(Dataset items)
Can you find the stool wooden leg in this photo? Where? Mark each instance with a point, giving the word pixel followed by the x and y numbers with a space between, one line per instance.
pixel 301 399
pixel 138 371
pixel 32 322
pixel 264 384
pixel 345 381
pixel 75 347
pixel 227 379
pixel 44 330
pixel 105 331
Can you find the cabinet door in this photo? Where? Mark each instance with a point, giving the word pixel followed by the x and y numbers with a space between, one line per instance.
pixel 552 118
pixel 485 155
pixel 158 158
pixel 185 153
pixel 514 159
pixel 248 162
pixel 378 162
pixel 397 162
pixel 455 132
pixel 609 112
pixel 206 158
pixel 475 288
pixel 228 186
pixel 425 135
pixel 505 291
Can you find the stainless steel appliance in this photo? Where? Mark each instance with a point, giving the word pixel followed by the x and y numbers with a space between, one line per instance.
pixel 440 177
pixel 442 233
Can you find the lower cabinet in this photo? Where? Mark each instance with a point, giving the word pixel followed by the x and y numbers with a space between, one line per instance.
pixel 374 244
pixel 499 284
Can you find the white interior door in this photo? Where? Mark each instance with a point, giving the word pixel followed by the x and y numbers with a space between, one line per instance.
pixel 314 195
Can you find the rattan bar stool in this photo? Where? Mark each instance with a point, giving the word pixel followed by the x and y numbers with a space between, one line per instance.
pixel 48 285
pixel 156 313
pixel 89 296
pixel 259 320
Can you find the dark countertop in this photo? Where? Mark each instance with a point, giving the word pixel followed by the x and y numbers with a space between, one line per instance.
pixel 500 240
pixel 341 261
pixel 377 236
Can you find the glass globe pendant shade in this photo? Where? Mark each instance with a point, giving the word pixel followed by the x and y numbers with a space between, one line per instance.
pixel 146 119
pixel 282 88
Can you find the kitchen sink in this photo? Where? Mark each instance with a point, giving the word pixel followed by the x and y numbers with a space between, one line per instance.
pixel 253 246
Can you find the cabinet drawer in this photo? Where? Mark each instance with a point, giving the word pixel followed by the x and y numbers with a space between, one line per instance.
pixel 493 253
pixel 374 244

▶ PROBLEM REQUIREMENTS
Copy out the data above word for word, line by line, without changing anything.

▶ FINISHED TASK
Can you find the stool wooden leg in this photo? Where? Mark each instance with a point, giving the word pixel followed by the x and y numbers with a space between, one line per instance.
pixel 301 399
pixel 138 371
pixel 32 322
pixel 264 384
pixel 345 381
pixel 75 347
pixel 227 379
pixel 44 330
pixel 105 331
Can you find the cabinet door in this photo? Where? Mark each instance with a point, giving the word pixel followed by the x and y numbers with a space between, one line per instance.
pixel 552 118
pixel 485 155
pixel 158 158
pixel 185 153
pixel 514 159
pixel 248 162
pixel 378 162
pixel 397 162
pixel 455 132
pixel 609 112
pixel 206 158
pixel 475 288
pixel 228 186
pixel 425 135
pixel 505 291
Can you find the stainless steel appliance in this photo? Where? Mark each instance with a point, giving the word pixel followed by the x and y numbers with a space between, one line per instance.
pixel 440 177
pixel 442 233
Can you find the lower cabinet in this photo? Where? Mark each instance with a point, giving the word pixel followed by the x and y numbers with a space between, one line per instance.
pixel 374 244
pixel 499 284
Can you find the white interior door in this photo? Where? Mark each instance with a point, giving the word pixel followed by the x and y numbers with a space between, one line per instance.
pixel 314 195
Can you find the rattan bar stool in this photo? Where? Mark each instance with a point, giving the word pixel followed by the x and y numbers with a space between, one line per instance.
pixel 48 285
pixel 156 313
pixel 89 296
pixel 259 320
Can you find the dark countertop in this photo? Where? Mark each instance with a point, giving the word pixel followed by the x and y numbers with a space between, one line per instance.
pixel 500 240
pixel 341 261
pixel 377 236
Can you find the glass globe pendant shade in this photo? Where? Mark each instance with a point, giving the word pixel followed by the x and y numbers with a space between, one line per instance.
pixel 146 119
pixel 282 88
Can you find the kitchen sink in this photo? Where? Mark each instance with a point, giving the word pixel followed by the x and y numbers with a space between, one line per instance.
pixel 253 246
Can you find the cabinet drawer in this photo? Where? Mark each instance with a point, giving the word pixel followed by the x and y numbers with a space between, one line per instance.
pixel 493 253
pixel 374 244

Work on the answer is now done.